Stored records
---

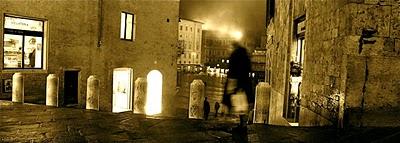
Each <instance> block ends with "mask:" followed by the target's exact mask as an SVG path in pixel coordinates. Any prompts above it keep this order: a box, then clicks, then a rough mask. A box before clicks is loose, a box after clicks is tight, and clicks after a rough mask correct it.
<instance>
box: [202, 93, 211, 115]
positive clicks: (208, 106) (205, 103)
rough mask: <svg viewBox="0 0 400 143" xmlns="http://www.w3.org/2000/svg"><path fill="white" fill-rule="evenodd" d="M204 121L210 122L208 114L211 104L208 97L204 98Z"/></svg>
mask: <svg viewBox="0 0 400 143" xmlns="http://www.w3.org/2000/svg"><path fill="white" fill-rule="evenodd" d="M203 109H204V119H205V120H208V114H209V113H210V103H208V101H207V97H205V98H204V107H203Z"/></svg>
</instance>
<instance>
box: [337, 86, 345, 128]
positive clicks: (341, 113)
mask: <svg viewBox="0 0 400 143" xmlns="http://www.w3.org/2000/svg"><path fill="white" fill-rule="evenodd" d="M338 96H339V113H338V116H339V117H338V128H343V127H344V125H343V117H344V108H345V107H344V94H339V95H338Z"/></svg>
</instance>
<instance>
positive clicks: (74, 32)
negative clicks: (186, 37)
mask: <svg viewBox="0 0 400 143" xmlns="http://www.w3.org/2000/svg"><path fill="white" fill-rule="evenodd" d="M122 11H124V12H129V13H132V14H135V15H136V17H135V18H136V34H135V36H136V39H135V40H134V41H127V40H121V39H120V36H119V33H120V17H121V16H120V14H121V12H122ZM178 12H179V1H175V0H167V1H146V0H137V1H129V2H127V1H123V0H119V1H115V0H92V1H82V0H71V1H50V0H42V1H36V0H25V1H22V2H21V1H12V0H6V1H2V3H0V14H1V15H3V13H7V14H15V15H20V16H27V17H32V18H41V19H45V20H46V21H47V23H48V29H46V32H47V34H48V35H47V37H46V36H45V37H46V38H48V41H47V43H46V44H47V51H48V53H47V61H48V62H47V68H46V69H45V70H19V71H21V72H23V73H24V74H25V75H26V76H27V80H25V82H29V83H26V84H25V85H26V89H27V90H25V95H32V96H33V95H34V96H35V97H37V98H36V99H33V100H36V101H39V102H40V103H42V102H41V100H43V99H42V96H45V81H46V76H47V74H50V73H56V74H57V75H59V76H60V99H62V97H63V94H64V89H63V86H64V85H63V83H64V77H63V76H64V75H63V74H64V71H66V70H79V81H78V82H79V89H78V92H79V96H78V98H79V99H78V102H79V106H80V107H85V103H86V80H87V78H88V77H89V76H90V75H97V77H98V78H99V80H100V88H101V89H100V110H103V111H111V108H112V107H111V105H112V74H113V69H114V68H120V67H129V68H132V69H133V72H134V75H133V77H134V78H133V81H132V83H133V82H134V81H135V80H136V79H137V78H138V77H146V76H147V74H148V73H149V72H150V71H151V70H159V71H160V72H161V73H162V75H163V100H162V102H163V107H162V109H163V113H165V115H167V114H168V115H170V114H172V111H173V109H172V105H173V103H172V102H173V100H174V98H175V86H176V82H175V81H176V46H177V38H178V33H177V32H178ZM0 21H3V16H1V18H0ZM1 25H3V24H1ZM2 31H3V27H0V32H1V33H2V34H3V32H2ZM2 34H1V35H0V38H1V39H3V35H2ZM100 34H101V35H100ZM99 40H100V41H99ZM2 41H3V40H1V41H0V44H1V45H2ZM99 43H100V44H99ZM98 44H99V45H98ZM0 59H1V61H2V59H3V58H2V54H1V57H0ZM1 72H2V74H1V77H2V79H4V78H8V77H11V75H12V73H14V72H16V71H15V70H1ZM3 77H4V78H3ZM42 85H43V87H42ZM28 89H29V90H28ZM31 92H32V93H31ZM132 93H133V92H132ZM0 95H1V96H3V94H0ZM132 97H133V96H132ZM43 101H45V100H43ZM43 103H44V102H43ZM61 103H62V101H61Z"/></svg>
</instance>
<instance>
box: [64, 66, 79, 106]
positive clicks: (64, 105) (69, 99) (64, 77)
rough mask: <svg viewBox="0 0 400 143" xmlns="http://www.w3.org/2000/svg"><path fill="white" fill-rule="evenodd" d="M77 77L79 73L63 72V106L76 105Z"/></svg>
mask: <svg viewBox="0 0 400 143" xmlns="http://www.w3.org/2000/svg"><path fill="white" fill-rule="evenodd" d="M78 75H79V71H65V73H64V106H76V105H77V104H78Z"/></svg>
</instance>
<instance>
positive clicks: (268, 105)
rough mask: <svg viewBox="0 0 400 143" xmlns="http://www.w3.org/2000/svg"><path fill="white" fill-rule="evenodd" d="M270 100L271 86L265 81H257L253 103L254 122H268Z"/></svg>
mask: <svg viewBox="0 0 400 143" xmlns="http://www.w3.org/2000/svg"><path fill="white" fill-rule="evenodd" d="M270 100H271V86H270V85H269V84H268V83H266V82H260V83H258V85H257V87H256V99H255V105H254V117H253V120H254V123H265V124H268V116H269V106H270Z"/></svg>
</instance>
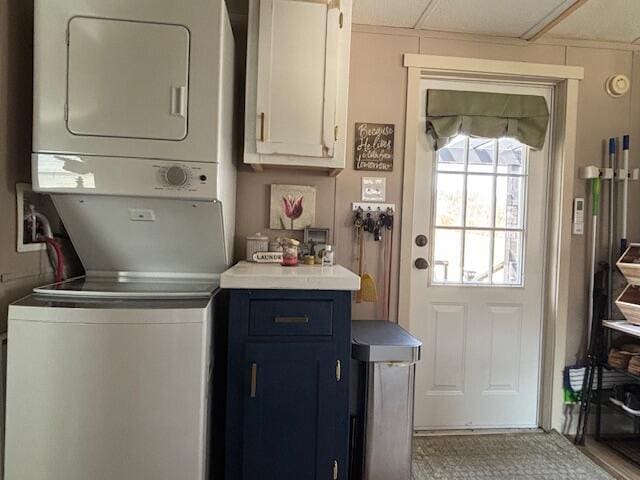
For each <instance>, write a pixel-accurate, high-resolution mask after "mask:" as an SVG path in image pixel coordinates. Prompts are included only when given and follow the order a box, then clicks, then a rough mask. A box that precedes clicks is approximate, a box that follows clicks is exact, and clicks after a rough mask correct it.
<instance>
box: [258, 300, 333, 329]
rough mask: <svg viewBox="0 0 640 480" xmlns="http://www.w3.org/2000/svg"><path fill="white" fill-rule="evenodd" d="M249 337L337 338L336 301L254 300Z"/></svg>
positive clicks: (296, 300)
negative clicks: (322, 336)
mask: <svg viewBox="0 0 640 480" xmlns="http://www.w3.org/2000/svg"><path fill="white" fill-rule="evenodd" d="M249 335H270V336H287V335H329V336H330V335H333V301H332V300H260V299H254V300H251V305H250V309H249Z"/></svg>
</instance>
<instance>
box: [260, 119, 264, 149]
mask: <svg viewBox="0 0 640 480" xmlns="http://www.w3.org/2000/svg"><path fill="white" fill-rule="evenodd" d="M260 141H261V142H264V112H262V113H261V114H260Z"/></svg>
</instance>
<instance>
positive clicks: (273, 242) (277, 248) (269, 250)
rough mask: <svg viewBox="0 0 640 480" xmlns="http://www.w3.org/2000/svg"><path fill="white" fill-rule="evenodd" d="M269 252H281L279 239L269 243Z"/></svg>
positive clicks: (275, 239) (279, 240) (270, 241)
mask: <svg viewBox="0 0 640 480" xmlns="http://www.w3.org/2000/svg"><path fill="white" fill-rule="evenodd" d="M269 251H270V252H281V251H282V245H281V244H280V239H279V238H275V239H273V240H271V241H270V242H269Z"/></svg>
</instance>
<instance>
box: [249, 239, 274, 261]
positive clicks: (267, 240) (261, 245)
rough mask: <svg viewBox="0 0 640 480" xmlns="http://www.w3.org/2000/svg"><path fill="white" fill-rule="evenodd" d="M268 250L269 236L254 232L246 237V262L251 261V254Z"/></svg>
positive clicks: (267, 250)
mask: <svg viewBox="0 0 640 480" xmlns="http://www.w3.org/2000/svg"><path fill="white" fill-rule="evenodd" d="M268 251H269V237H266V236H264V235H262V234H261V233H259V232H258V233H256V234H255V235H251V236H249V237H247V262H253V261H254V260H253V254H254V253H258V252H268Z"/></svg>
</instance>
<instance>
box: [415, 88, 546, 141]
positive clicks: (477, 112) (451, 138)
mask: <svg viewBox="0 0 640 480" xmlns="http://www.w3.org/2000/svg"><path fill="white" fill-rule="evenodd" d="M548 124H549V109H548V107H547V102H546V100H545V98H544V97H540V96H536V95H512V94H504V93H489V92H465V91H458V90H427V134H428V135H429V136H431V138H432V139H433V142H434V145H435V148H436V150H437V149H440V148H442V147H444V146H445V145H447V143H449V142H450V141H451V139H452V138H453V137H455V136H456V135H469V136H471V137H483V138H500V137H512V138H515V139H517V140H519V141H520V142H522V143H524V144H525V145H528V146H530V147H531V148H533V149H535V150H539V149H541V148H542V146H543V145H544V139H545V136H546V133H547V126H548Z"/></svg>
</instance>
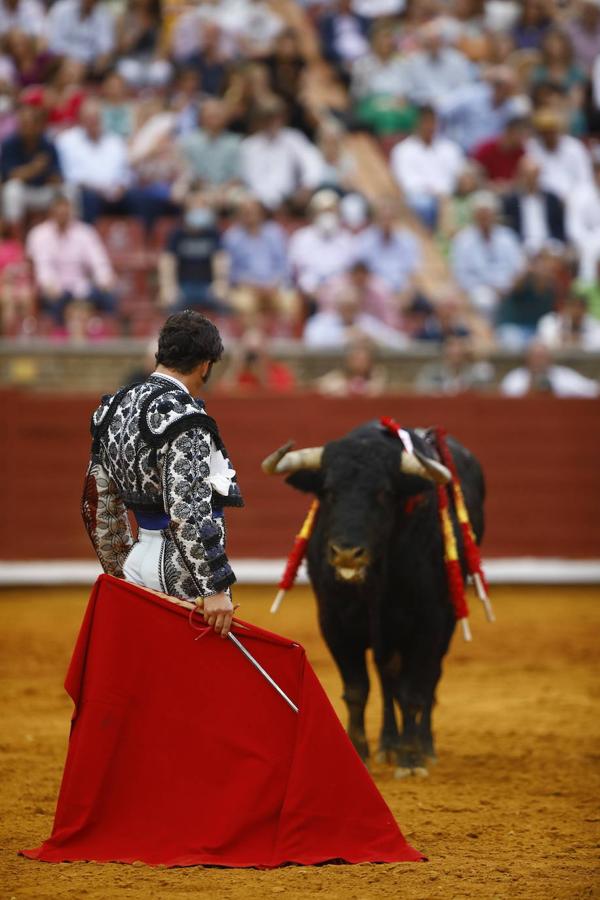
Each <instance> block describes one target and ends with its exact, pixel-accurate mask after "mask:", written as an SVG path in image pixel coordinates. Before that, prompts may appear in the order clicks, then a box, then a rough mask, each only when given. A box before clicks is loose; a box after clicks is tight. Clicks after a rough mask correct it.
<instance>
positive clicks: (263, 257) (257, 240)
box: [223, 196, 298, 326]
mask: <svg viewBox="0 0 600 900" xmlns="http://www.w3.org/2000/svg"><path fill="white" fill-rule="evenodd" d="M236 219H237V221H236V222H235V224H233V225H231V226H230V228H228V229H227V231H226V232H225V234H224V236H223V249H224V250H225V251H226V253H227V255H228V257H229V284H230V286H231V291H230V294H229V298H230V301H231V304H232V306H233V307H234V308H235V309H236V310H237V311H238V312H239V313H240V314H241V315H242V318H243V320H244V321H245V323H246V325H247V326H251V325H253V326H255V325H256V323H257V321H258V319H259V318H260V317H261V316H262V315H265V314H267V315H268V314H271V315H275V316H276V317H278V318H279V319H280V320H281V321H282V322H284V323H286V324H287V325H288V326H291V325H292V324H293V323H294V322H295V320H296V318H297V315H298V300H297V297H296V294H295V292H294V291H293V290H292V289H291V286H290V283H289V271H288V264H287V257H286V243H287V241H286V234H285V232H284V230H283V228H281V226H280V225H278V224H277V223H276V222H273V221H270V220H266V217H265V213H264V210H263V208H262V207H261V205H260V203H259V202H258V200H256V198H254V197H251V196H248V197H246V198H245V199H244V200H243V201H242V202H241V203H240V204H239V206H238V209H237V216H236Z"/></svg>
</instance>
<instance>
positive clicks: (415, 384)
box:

---

■ Exercise: Could you repeat exactly the lines from the first one of the records above through the line containing "box: [337, 86, 345, 128]", leaving out any pictures?

■ Response below:
Each <instance> block ends with "mask:" followed by the target's exact mask as an SVG path in pixel coordinates. Any prompts above it keep this order: a box, then clicks, then a rough mask. A box before clicks is loose, a box after clicks is tight, and clicks after a rough mask correct it.
<instance>
box: [202, 93, 211, 115]
positive clicks: (208, 106) (205, 103)
rough mask: <svg viewBox="0 0 400 143" xmlns="http://www.w3.org/2000/svg"><path fill="white" fill-rule="evenodd" d="M204 121L210 122L208 114L211 104L208 97L204 98Z"/></svg>
mask: <svg viewBox="0 0 400 143" xmlns="http://www.w3.org/2000/svg"><path fill="white" fill-rule="evenodd" d="M203 109H204V119H205V120H208V114H209V113H210V103H208V101H207V97H205V98H204V107H203Z"/></svg>
</instance>
<instance>
box: [337, 86, 345, 128]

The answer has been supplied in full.